* Selected extract *
........

I have often written about the fraud in marking so-called "assets" to mythical values. But nowhere does the damage of this practice hit more home than it does in places like this:
Vacant homes can become havens for drug sales and other crimes. Health and sanitation is another issue when homeless people move in to properties where utilities have been disconnected. And as the weather cools, there is yet another worry -- fires started by intruders trying to keep warm in vacant homes.
"They want to find a place to get out of the cold," Rigler says at another home near 300 East and 800 South. Several windows and even two doors have needed boarding up in recent months to keep out those doggedly determined to take up residence.
Those homes are the "visible side" of accounting fraud.
This is not limited to Utah. In Oakland CA:
"Just about every foreclosed property on my beat has some kind of problem," said Derek Smitheram, a police officer in East Oakland, which he said has thousands of vacant homes.
Again, the issue here is that these properties are being intentionally kept back from the market due to valuation.
But the real estate agent now brings a pistol when he visits the foreclosures he is trying to sell for banks, in case he runs into squatters in the long-vacant homes.
The problem in all three places, and thousands of towns across the country, is the same: Banks have every incentive to drag their feet in both recognizing that loans are delinquent and thus to prosecute foreclosure in the first place, but also, once that has occurred, they have every incentive to hold properties off the market - the so-called "shadow inventory" - to avoid recognizing losses that have already occurred.
Dr. Housing Bubble puts a bit decent amount of focus on this, drilling down into one particular MSA and finding 465 homes in the MLS. Of those, about 160 are either short sales or foreclosures.
But there are 1639 homes that are in pre-foreclosure, bank-owned or defaulted. Take the public listings out and you have 1,477 homes thare are "missing in action" yet in fact are not owned by a stable, paying owner.
OTS, on May 22nd, acknowledged these practices and yet is doing nothing about it:
The review disclosed several practices that may not be in accordance with supervisory guidance and generally accepted accounting principles (GAAP).
Translation: Under GAAP these practices are accounting fraud.
Institutions charge-off losses only at foreclosure or when deemed uncollectible. A sound practice is to establish charge-off policies in accordance with the Uniform Retail Credit Classification and Account Management Policy (CEO Memo #128, July 27, 2000). Institutions should assess the current value of the collateral and selling costs when a loan is no more than 180 days past due. Any loan balance in excess of that assessment should be classified Loss.

........

* Supplied material *
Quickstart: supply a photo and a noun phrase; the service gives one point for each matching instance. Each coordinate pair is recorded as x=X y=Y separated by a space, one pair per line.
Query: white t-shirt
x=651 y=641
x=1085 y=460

........

Reproduce word for word the passage of the article above on vacant foreclosed homes and bank accounting that opens with the words "But the real" and closes with "sales or foreclosures.".

* The response *
But the real estate agent now brings a pistol when he visits the foreclosures he is trying to sell for banks, in case he runs into squatters in the long-vacant homes.
The problem in all three places, and thousands of towns across the country, is the same: Banks have every incentive to drag their feet in both recognizing that loans are delinquent and thus to prosecute foreclosure in the first place, but also, once that has occurred, they have every incentive to hold properties off the market - the so-called "shadow inventory" - to avoid recognizing losses that have already occurred.
Dr. Housing Bubble puts a bit decent amount of focus on this, drilling down into one particular MSA and finding 465 homes in the MLS. Of those, about 160 are either short sales or foreclosures.